Listing —
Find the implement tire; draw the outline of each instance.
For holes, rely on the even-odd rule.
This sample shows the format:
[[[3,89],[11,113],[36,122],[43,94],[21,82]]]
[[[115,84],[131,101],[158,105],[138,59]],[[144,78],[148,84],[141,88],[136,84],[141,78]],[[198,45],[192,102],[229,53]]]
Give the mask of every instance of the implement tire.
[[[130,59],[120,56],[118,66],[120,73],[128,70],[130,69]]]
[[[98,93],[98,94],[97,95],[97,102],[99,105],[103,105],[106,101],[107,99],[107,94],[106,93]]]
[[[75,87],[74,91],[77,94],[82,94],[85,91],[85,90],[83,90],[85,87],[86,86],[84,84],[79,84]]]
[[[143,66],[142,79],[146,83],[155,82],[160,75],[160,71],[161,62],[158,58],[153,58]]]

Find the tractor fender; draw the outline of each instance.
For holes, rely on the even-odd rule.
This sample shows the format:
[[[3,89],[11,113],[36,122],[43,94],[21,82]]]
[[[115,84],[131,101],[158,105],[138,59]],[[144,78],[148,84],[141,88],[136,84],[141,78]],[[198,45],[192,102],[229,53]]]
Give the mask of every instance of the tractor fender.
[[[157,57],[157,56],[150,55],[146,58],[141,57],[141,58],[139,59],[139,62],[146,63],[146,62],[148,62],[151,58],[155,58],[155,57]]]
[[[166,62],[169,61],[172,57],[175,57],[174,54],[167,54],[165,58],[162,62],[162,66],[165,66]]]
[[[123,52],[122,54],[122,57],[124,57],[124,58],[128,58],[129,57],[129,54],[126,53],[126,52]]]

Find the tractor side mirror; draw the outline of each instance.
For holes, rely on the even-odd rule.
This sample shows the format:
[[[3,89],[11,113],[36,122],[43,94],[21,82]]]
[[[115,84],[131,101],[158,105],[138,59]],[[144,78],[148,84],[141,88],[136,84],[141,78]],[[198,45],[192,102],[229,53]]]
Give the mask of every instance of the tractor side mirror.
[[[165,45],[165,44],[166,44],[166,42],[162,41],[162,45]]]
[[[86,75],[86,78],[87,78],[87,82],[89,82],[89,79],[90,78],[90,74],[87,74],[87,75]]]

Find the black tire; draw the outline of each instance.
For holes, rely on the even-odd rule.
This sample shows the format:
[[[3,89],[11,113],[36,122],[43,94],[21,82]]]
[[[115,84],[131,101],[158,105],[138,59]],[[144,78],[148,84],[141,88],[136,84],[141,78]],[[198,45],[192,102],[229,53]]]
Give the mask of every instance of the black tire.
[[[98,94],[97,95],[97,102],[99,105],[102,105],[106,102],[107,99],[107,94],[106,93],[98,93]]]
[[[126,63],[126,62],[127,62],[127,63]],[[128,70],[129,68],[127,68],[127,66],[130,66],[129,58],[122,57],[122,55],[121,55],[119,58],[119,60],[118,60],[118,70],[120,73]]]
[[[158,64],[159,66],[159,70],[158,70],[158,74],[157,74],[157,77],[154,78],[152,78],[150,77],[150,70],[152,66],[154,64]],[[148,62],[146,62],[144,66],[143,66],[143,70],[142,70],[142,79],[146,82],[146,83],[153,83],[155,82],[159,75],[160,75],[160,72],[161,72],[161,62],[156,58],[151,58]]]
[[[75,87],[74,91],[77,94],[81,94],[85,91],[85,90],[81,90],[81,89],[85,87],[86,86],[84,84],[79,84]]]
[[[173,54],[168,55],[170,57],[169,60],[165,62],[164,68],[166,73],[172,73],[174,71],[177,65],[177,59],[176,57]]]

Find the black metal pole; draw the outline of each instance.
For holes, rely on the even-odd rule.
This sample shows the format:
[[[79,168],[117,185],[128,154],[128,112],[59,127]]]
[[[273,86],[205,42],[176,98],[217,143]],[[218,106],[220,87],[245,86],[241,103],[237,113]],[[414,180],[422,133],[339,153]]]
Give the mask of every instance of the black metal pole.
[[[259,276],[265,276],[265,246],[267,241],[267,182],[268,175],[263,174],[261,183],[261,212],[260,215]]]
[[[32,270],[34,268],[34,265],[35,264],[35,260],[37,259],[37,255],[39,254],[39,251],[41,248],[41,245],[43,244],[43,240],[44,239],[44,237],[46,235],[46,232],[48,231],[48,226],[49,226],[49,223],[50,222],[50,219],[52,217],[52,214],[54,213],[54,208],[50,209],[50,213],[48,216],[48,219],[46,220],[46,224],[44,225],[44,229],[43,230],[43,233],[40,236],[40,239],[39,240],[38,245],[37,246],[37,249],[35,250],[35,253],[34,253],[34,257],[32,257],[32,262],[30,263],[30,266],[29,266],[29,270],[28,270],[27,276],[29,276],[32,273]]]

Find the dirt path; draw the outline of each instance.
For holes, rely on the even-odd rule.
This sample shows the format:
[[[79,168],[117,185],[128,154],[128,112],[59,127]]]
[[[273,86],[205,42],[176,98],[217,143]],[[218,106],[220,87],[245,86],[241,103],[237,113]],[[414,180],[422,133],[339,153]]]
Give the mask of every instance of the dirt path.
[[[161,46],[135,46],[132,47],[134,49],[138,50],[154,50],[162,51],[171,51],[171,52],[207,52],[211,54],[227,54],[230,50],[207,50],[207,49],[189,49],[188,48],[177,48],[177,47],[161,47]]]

Description of the task — Reproduce all of the material above verbatim, keeping every line unchanged.

Solution —
Find the implement tire; draw the outline of each instance.
For holes, rely on the even-odd rule.
This sample shows the format:
[[[3,89],[11,113],[36,122],[43,94],[21,82]]]
[[[115,84],[131,101],[158,105],[138,59]],[[144,78],[148,84],[141,88],[136,84],[141,78]],[[198,45],[192,102],[229,53]]]
Give the mask of every instance of the implement tire.
[[[130,59],[120,56],[118,66],[120,73],[128,70],[130,69]]]
[[[98,93],[98,94],[97,95],[97,102],[99,105],[103,105],[106,101],[107,99],[107,94],[106,93]]]
[[[75,87],[74,91],[77,94],[82,94],[85,91],[85,90],[83,90],[85,87],[86,86],[84,84],[79,84]]]
[[[143,66],[142,79],[146,83],[155,82],[160,75],[160,71],[161,62],[158,58],[153,58]]]

Find the tractor fender; draw the outline of each instance.
For holes, rely on the even-odd rule.
This sample shows the format:
[[[3,89],[11,113],[36,122],[43,94],[21,82]]]
[[[115,84],[131,101],[158,105],[138,59]],[[144,78],[148,84],[141,88],[136,84],[141,78]],[[198,45],[192,102],[229,53]]]
Give the mask of every instance of the tractor fender.
[[[157,57],[157,56],[150,55],[146,58],[141,57],[141,58],[139,59],[139,62],[146,63],[146,62],[148,62],[151,58],[155,58],[155,57]]]
[[[166,62],[169,61],[172,57],[175,57],[174,54],[167,54],[165,58],[162,62],[162,66],[165,66]]]
[[[123,52],[122,54],[122,57],[124,57],[124,58],[128,58],[129,57],[129,54],[126,53],[126,52]]]

Find the tractor side mirror; draw the outline of each instance.
For holes, rely on the even-odd rule.
This sample shows the format:
[[[3,89],[11,113],[36,122],[43,94],[21,82]]]
[[[115,84],[131,101],[158,105],[138,59]],[[144,78],[148,84],[141,88],[136,84],[141,78]],[[198,45],[192,102],[229,53]]]
Give the mask of every instance of the tractor side mirror.
[[[165,45],[165,44],[166,44],[166,42],[162,41],[162,45]]]
[[[86,75],[86,78],[87,78],[87,82],[89,82],[89,79],[90,78],[90,74],[87,74],[87,75]]]

Find the black tire; draw the outline of each instance.
For holes, rely on the even-odd rule.
This sample shows the format:
[[[3,89],[11,113],[36,122],[43,94],[21,82]]]
[[[115,84],[131,101],[158,105],[138,59]],[[144,78],[148,84],[141,88],[136,84],[141,78]],[[198,45],[192,102],[229,53]]]
Give the mask of every instance of the black tire.
[[[98,94],[97,95],[97,102],[99,105],[102,105],[106,102],[107,99],[107,94],[106,93],[98,93]]]
[[[126,63],[126,62],[127,62],[127,63]],[[128,70],[129,68],[127,68],[127,66],[130,66],[129,58],[122,57],[122,55],[121,55],[119,58],[119,60],[118,60],[118,70],[120,73]]]
[[[158,64],[159,66],[159,70],[158,70],[158,74],[157,74],[157,77],[154,78],[152,78],[150,77],[150,70],[152,66],[154,64]],[[148,62],[146,62],[144,66],[143,66],[143,70],[142,70],[142,79],[146,82],[146,83],[153,83],[155,82],[159,75],[160,75],[160,72],[161,72],[161,62],[156,58],[151,58]]]
[[[75,87],[74,91],[77,94],[81,94],[85,91],[85,90],[81,90],[81,89],[85,87],[86,86],[84,84],[79,84]]]
[[[173,54],[168,55],[170,57],[169,60],[165,62],[164,68],[166,73],[172,73],[174,71],[177,65],[177,59],[176,57]]]

Find the black metal pole; draw the outline of each instance.
For holes, rely on the even-odd rule.
This sample shows the format:
[[[79,168],[117,185],[128,154],[128,112],[59,127]]]
[[[273,86],[205,42],[176,98],[217,143]],[[218,106],[220,87],[245,86],[241,103],[237,113]],[[414,180],[422,133],[339,153]]]
Give the mask of every instance of the black metal pole.
[[[259,276],[265,276],[265,246],[267,241],[267,182],[268,175],[263,174],[261,183],[261,212],[260,215]]]
[[[32,270],[34,268],[34,265],[35,264],[35,260],[37,259],[37,255],[39,254],[39,251],[41,248],[41,245],[43,244],[43,240],[44,239],[44,237],[46,235],[46,232],[48,231],[48,226],[49,226],[49,223],[50,222],[50,219],[52,217],[52,214],[54,213],[54,208],[50,209],[50,213],[48,216],[48,219],[46,220],[46,224],[44,225],[44,229],[43,230],[43,233],[40,236],[40,239],[39,240],[38,245],[37,246],[37,249],[35,250],[35,253],[34,253],[34,257],[32,257],[32,262],[30,263],[30,266],[29,266],[29,270],[28,270],[27,276],[29,276],[32,273]]]

Find the dirt path; draw the outline of each instance.
For holes, rely on the even-odd rule.
This sample shows the format:
[[[79,168],[117,185],[128,154],[128,112],[59,127]]]
[[[273,86],[205,42],[176,98],[217,143]],[[218,106],[220,87],[245,86],[241,103],[237,113]],[[414,180],[422,133],[339,153]]]
Give the mask of every instance of the dirt path.
[[[161,46],[135,46],[132,47],[134,49],[138,50],[154,50],[162,51],[171,51],[171,52],[207,52],[211,54],[227,54],[230,50],[207,50],[207,49],[189,49],[188,48],[177,48],[177,47],[161,47]]]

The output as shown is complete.